# Reparacion de memorias USB por software



## Tristan

Hola a todos.

mis dudas son sobre las memorias usb existe algun software para la reparación de las mismas?.

ya que yo tuve un problema con una memoria kingston, el problema esta en que no la puedo formatear ni ver la información que tenia me aparece insertar disco en la unidad usb cuando la quiero abrir, pero si la reconoce pero no puedo accesar a los datos, espero y me ayuden


----------



## steve67890

Utiliza un software de recuperacion de datos, URGENTRECOVERY Professional 3.2 con el podras recuperar los datos de tu USB.

########################################

=== Objetivo ===
Indica si cada afirmación concuerda con el texto sobre la reparación de memorias USB y responde sí o no, citando literalmente las palabras que lo deciden: (a) la memoria con el problema es de marca Kingston; (b) el equipo no reconoce la memoria; (c) steve67890 recomienda URGENTRECOVERY Professional 3.2. Las líneas que vienen a continuación no guardan relación con el texto.

=== Datos proporcionados ===
########################################

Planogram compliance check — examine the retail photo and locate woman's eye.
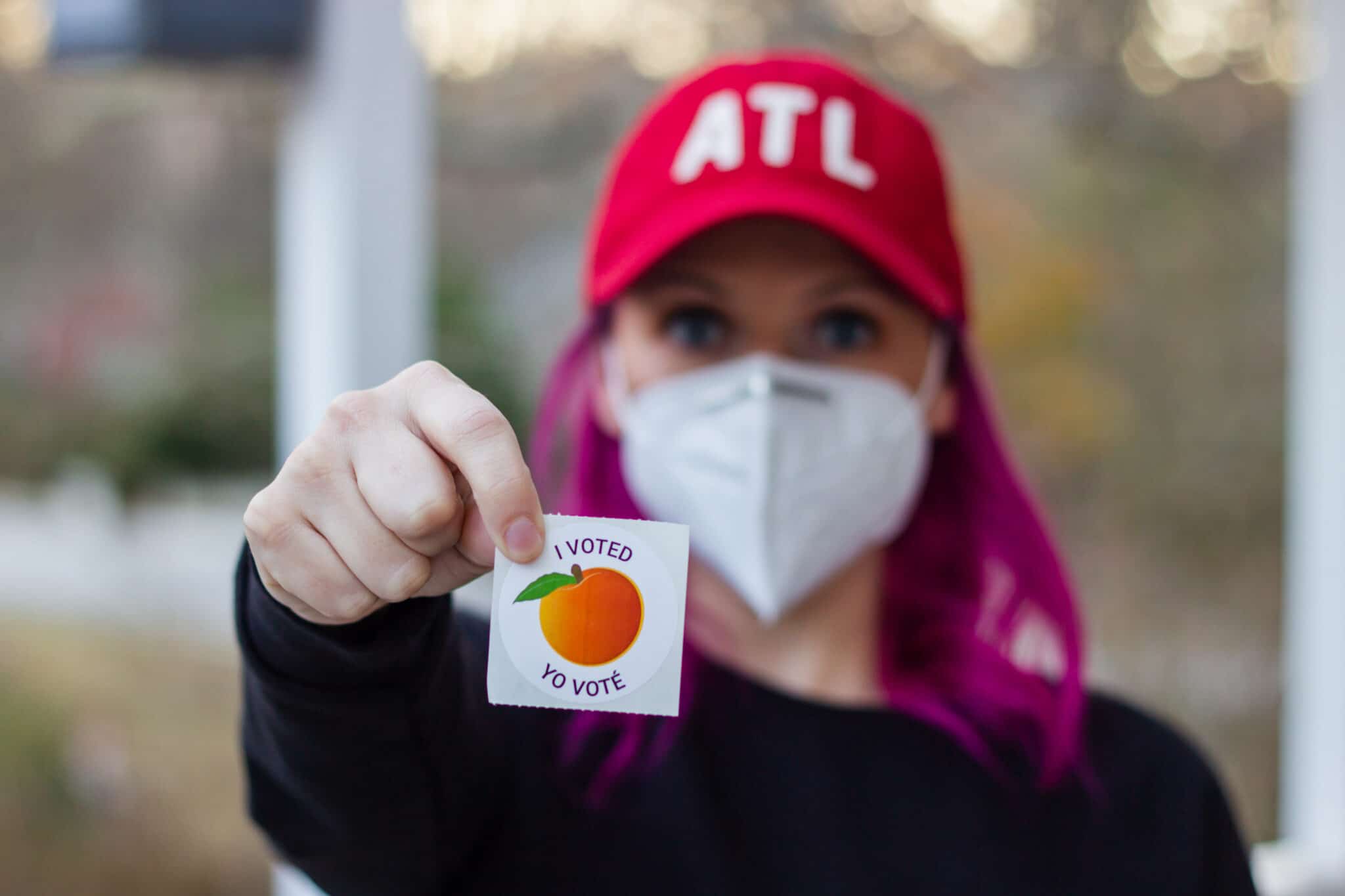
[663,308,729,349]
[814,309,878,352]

########################################

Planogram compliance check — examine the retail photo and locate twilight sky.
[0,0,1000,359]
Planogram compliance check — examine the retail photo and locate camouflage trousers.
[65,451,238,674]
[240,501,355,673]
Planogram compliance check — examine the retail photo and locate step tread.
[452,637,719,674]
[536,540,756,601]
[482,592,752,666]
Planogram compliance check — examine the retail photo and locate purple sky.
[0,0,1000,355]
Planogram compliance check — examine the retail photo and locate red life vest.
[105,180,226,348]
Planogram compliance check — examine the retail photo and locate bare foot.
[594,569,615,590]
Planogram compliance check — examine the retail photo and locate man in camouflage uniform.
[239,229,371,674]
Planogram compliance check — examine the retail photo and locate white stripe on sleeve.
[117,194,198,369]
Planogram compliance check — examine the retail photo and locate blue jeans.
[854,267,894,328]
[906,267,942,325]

########################################

=== Resultado ===
(a) Sí: «yo tuve un problema con una memoria kingston».
(b) No: «pero si la reconoce pero no puedo accesar a los datos».
(c) Sí: «Utiliza un software de recuperacion de datos, URGENTRECOVERY Professional 3.2».